What the exercise asks. Your task is to retype each line of the data below exactly.

Excerpted data.
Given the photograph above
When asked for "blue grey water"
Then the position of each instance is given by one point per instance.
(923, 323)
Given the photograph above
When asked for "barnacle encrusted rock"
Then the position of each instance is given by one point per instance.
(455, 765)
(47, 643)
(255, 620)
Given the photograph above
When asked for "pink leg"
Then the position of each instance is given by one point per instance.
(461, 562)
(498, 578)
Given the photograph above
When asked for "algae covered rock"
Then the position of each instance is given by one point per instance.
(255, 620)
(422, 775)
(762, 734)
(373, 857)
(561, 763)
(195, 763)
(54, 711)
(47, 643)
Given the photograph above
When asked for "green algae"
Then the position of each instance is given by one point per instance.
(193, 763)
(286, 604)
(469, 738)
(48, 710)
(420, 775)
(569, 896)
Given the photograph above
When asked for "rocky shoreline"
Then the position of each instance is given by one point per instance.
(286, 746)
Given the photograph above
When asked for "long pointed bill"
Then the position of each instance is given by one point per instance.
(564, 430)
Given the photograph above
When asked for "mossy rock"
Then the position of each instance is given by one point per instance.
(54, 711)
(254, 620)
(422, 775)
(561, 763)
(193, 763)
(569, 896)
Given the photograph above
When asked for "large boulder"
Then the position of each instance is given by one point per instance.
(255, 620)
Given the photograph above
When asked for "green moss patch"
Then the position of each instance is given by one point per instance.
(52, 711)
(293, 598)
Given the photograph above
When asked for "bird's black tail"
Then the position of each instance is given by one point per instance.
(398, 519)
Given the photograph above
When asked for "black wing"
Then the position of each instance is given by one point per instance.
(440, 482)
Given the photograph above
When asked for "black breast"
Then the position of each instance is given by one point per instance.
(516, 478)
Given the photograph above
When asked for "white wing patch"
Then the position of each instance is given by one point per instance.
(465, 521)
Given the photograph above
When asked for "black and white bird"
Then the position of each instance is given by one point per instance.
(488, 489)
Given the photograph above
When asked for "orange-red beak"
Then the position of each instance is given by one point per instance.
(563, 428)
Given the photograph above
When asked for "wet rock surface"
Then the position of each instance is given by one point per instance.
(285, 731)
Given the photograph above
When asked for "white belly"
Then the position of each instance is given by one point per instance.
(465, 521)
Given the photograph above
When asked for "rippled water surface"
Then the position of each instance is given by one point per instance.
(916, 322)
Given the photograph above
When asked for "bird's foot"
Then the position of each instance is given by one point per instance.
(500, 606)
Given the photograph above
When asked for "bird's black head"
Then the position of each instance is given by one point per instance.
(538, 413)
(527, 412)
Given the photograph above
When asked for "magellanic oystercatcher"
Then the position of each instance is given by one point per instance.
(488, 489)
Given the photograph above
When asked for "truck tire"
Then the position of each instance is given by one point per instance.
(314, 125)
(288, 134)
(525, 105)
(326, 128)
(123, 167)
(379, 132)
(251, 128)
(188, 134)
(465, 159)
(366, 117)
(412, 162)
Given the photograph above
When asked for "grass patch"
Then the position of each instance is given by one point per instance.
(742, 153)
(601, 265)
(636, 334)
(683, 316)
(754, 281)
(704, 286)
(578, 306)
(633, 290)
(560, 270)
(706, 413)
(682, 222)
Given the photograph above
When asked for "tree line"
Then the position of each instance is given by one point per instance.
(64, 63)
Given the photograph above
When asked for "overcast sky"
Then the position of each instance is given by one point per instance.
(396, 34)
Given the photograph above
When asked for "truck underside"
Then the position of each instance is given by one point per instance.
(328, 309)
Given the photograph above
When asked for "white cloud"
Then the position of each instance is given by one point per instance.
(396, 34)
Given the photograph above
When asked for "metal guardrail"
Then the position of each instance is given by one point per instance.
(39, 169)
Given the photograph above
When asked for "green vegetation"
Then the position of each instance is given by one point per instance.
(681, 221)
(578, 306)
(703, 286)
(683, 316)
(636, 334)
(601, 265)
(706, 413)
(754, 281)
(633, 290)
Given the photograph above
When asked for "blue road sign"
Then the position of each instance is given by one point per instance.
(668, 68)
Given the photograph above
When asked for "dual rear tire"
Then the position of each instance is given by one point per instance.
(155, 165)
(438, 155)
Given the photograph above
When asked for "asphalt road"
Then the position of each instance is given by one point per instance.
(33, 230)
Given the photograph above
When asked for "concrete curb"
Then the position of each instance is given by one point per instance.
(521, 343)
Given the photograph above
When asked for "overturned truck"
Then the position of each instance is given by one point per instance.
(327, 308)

Solution.
Given the photograph above
When asked for "blue grey water"
Then the position of each instance is given by one point per instance.
(923, 323)
Given the photograph above
When asked for "barnacle encrusted rock"
Then the position of each instance is given by one point per instance.
(455, 765)
(47, 643)
(255, 620)
Given the photograph above
When asked for "pink leg"
Then the position of each instance is given by one point per instance.
(461, 562)
(498, 578)
Given the photograph above
When asked for "algae covered rock"
Then the position of each instance is given by one point per instance.
(255, 620)
(422, 775)
(762, 734)
(373, 857)
(561, 763)
(195, 763)
(54, 711)
(47, 643)
Given the photograph above
When asked for "green algae"
Then the position of each instance is given by one point per instance.
(193, 763)
(286, 604)
(469, 738)
(48, 710)
(420, 775)
(569, 896)
Given the photograph above
When asked for "rocky shoreline"
Then the position of each instance is given by one point per instance.
(286, 746)
Given the photograph above
When asked for "long pointed bill"
Then the position of each instance is given by one point per instance.
(564, 430)
Given the photograph above
When asked for "mossy rock"
Then the position of each instance is given by one point per instance.
(54, 711)
(254, 620)
(422, 775)
(561, 763)
(193, 763)
(569, 896)
Given the photograph above
When asked for "large boulder"
Then the position of each instance is given by one point per instance.
(255, 620)
Given the photograph above
When asked for "green moss patch"
Then the position of each instance is given by one point per instance.
(52, 711)
(293, 598)
Given the photograph above
When asked for "bird's black tail"
Then the position of each instance is given by one point per instance.
(398, 519)
Given the photograph above
When asked for "black wing"
Then the position of each instance is given by one point per instance.
(440, 482)
Given the photograph above
When asked for "black breast"
Then the position of each instance is given by one point per instance.
(516, 478)
Given the photograph above
When asked for "white wing patch"
Then the position of each instance is given by one point per instance.
(465, 521)
Given the photograph above
When asked for "black and white bird"
Then the position of each instance is given by one point per instance.
(488, 489)
Given the photograph above
When asked for "orange-red beak"
Then the position of each instance is given by one point per instance.
(563, 428)
Given the photograph above
When asked for "wet rock surface"
Then the position of each instance is given by one point per instance.
(285, 731)
Given the photograph above
When asked for "white belly"
Then the position of each instance is given by one point per instance.
(465, 521)
Given the photograph above
When asked for "rippled water surface"
Then the position of each instance is given by one point per instance.
(916, 322)
Given the photograph above
When asked for "bird's foot"
Then the position of each instance is given by one point per instance.
(500, 606)
Given the photograph above
When asked for "bird's black head"
Then the position of each instance is given by one point per instance.
(538, 413)
(527, 412)
Given the photograph above
When asked for "magellanic oystercatcher"
Then the position of each instance is given by one point per instance.
(488, 489)
Given the photograph above
When asked for "truck tire"
Then the position of each instance is given by one point per instance.
(314, 125)
(288, 134)
(525, 105)
(326, 128)
(123, 167)
(379, 132)
(251, 128)
(188, 134)
(465, 159)
(366, 117)
(412, 162)
Given the photograph above
When asked for "grass patch"
Then the position of each instance is given by one point per instance.
(742, 153)
(601, 265)
(636, 334)
(683, 316)
(754, 281)
(704, 286)
(578, 306)
(633, 290)
(560, 270)
(706, 413)
(682, 222)
Given the photograph above
When asked for "tree line"
Then the position of each instance is given by one point per instance.
(64, 63)
Given the photograph above
When asked for "overcast sky"
Then the position of each instance is given by one point per instance.
(396, 34)
Given the photograph above
When asked for "truck underside"
Then the position of each instance is given by one point per instance.
(328, 309)
Given the photograph above
When asked for "white cloud"
Then the position of each instance is given by one point per instance.
(396, 34)
Given the photograph above
When asked for "metal guardrail"
Then the position of each instance is given by one point per instance.
(39, 169)
Given the photograph above
When asked for "green vegetation"
Then the position of each instance is given by one point per instance.
(681, 221)
(578, 306)
(703, 286)
(683, 316)
(636, 334)
(601, 265)
(706, 413)
(754, 281)
(633, 290)
Given the photograph above
When asked for "blue road sign"
Then the position of each instance is given by one point per instance.
(668, 68)
Given the photograph above
When asked for "dual rear tire"
Then the position of each instance is given by one point per instance.
(155, 165)
(438, 155)
Given the photograph above
When asked for "asphalt road"
Then the position of each instance is given by one point per instance.
(33, 230)
Given the photograph above
When asked for "concrete curb"
Then the position of each instance is given by one point per instance.
(521, 343)
Given the photograph above
When asked for "overturned truck"
Then the position of each instance is given by one point per instance.
(327, 308)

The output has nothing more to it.